Top of Information given

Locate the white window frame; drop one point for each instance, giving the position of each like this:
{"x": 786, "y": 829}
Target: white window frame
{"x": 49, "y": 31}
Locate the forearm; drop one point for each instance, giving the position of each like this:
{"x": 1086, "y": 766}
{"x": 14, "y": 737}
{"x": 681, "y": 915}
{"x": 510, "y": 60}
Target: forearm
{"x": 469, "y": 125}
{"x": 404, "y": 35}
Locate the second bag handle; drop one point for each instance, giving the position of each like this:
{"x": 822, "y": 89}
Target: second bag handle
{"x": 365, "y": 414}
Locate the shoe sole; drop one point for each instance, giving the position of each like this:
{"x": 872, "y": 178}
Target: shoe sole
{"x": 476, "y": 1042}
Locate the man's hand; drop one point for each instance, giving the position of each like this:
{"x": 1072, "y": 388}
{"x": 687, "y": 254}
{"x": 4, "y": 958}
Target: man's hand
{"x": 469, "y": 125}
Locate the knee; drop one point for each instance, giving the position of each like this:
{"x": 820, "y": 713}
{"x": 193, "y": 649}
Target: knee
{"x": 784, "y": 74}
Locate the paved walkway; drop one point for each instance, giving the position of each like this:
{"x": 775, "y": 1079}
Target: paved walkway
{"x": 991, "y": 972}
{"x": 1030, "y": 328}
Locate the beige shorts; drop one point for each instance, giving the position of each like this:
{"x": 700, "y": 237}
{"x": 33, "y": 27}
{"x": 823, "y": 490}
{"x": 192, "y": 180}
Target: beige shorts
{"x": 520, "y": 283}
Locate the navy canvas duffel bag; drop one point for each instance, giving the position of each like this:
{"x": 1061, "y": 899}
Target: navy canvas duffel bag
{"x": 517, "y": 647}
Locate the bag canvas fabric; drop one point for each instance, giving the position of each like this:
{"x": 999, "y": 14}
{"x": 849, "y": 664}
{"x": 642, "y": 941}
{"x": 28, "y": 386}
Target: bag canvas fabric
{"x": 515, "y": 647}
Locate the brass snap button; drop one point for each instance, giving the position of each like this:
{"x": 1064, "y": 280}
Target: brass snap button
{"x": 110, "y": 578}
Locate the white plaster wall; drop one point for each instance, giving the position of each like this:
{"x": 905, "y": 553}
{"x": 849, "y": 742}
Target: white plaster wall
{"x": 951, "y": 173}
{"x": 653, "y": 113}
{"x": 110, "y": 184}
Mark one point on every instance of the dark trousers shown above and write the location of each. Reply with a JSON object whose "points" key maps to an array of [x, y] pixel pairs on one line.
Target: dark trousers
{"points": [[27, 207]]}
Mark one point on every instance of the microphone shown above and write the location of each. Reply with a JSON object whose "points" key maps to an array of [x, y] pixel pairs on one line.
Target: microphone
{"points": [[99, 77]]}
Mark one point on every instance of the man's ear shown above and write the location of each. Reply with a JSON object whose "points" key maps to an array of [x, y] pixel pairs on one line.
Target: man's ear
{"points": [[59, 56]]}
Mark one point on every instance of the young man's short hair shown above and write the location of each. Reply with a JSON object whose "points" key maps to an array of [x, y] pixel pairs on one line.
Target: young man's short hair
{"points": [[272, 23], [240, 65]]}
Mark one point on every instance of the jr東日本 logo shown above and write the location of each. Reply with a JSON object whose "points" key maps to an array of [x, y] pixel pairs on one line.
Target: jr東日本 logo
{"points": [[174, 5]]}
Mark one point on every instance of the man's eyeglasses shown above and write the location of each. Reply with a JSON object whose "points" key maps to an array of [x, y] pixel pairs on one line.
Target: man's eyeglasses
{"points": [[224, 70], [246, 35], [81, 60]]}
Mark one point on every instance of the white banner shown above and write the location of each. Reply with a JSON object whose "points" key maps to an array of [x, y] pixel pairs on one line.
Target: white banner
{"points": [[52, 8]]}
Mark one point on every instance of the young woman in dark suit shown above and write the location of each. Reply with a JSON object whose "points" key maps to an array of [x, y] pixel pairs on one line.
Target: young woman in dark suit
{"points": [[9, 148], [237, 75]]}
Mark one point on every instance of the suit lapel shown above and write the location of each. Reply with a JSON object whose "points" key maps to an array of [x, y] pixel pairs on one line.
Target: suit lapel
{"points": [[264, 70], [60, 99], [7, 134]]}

Bottom of Information given

__Task to complete__.
Using the data above, repeat every line exactly.

__Exercise result__.
Locate the white window frame; drop one point for each instance, giving the position of each like this:
{"x": 786, "y": 829}
Target: white window frame
{"x": 49, "y": 31}
Locate the forearm; drop one point for each instance, giving the position of each like this:
{"x": 1086, "y": 766}
{"x": 14, "y": 737}
{"x": 681, "y": 915}
{"x": 510, "y": 60}
Target: forearm
{"x": 469, "y": 125}
{"x": 404, "y": 35}
Locate the second bag handle; drop one point for each instance, giving the position of each like this:
{"x": 822, "y": 89}
Target: second bag handle
{"x": 365, "y": 414}
Locate the shoe sole; drop one point for each instance, giving the position of each like this:
{"x": 872, "y": 178}
Target: shoe sole
{"x": 476, "y": 1042}
Locate the man's hand; drop one point for each instance, giving the position of each like this:
{"x": 1072, "y": 388}
{"x": 687, "y": 254}
{"x": 4, "y": 958}
Target: man's hand
{"x": 469, "y": 125}
Locate the knee; drop one point for each instance, giving the position of each like this:
{"x": 820, "y": 713}
{"x": 193, "y": 649}
Target: knee
{"x": 784, "y": 74}
Locate the paved walkway; drop one point for each instance, giving the position of each like this:
{"x": 775, "y": 1079}
Target: paved walkway
{"x": 991, "y": 972}
{"x": 1030, "y": 328}
Locate the beige shorts; drop one point for each instance, giving the position of each like this:
{"x": 700, "y": 237}
{"x": 33, "y": 27}
{"x": 823, "y": 490}
{"x": 192, "y": 180}
Target: beige shorts
{"x": 520, "y": 283}
Locate the navy canvas duffel bag; drop one point for each instance, giving the position of each like this:
{"x": 1061, "y": 899}
Target: navy canvas duffel bag
{"x": 517, "y": 647}
Locate the bag canvas fabric; drop one point for each instance, giving the position of each like this:
{"x": 999, "y": 14}
{"x": 849, "y": 664}
{"x": 642, "y": 941}
{"x": 28, "y": 386}
Target: bag canvas fabric
{"x": 515, "y": 647}
Locate the brass snap button; drop one point for each instance, giving the position of each like this:
{"x": 1064, "y": 280}
Target: brass snap button
{"x": 110, "y": 578}
Locate the white plaster wall; drop one point for each instance, giving the position of each like this:
{"x": 905, "y": 553}
{"x": 849, "y": 742}
Target: white plaster wall
{"x": 951, "y": 173}
{"x": 653, "y": 113}
{"x": 110, "y": 184}
Mark one point on every instance of the dark trousers shown above and write the location of each. Reply with a JSON object whose "points" key maps to an array of [x, y] pixel pairs on one line.
Target: dark trousers
{"points": [[27, 207]]}
Mark one point on every instance of the microphone shown above and write the location of each. Reply with a JSON object whose "points" key maps to an array of [x, y] pixel pairs on one line.
Target: microphone
{"points": [[99, 77]]}
Mark one point on every instance of the man's ear shown above and write the location of each. Reply with a JSON object whose "points" key maps to an array of [x, y] pixel pairs on one line.
Target: man's ear
{"points": [[59, 56]]}
Mark one point on every instance of the young man's short hair shown above and write the location of each. Reply with a JSON object whose "points" key maps to an array of [x, y] pixel pairs on one line.
Target: young man's short hair
{"points": [[272, 23], [240, 65]]}
Mark one point on every instance of the jr東日本 logo shown above and write the location of each. Reply with a JSON object whose "points" key maps to an array of [x, y] pixel pairs on one line.
Target: jr東日本 logo
{"points": [[174, 5]]}
Mark one point on every instance of the man's eyeglasses shown above and write the location of each. Reply with a JSON object whose "points" key maps to an array of [x, y] pixel pairs on one line.
Target: man's eyeglasses
{"points": [[224, 70], [246, 35], [81, 60]]}
Mark one point on every instance of the white banner shown above and write the location of each. Reply with a JSON object whose "points" key maps to an array of [x, y] pixel pairs on one line.
Target: white banner
{"points": [[52, 8]]}
Mark one point on every instance of the young woman in dark suit shown above and write the location of each. Reply with a JSON object whose "points" key maps to an array of [x, y] pixel pairs on one line.
Target: young woman in dark suit
{"points": [[9, 148], [237, 75]]}
Mark one point on every instance of the suit lapel shown above and write the location of each. Reply with a JSON object whose "points" key maps to an array of [x, y] pixel pairs on one line.
Target: suit lapel
{"points": [[264, 70], [60, 99], [7, 134]]}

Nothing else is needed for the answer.